Nothing below is to be printed except the lines between the line holding "hmm let me think... yeah i need the yellow" and the line holding "hmm let me think... yeah i need the green leaf", inclusive, each exactly as it appears.

(RECORD SET Opens)

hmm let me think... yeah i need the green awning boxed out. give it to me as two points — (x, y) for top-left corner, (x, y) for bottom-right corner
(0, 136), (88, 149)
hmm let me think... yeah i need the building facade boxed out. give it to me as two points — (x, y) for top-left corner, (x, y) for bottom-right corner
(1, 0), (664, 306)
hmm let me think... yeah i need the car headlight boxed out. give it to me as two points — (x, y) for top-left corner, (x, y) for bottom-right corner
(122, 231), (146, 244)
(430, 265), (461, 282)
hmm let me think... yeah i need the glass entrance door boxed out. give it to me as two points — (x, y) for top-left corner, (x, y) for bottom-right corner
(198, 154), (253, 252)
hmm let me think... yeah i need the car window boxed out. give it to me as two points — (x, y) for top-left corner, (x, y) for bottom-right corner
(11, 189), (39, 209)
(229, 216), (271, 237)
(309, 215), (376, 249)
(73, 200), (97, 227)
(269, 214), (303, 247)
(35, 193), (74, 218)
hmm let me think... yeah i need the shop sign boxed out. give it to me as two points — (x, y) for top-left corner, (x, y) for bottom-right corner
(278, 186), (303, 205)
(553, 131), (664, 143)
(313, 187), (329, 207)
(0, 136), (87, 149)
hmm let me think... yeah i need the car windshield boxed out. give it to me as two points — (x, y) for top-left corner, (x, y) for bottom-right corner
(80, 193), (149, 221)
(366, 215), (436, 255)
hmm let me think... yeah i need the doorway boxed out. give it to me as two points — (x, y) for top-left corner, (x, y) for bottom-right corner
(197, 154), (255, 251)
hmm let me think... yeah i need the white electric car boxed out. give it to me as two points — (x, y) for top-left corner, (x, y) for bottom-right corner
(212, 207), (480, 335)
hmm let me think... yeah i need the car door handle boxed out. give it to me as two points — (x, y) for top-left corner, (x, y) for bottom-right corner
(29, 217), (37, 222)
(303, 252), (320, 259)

(RECORD SET Closes)
(RECORD SET Opens)

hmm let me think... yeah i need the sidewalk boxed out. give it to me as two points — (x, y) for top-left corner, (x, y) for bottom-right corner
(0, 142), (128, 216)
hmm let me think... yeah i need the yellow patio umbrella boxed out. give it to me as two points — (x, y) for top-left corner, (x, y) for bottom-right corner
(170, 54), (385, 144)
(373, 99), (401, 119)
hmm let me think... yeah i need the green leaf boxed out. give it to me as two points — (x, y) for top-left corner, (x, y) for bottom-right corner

(RECORD SET Closes)

ANSWER TO THE EXERCISE:
hmm let me think... yeah i need the yellow patio umbrella boxed out. give it to me as two points — (x, y) for top-left corner, (x, y) for bottom-right corner
(170, 54), (385, 144)
(373, 99), (401, 119)
hmm let me think... yeah i need the green leaf boxed out. give it to me as two points — (x, y) for top-left corner, (x, y) for bottom-right corner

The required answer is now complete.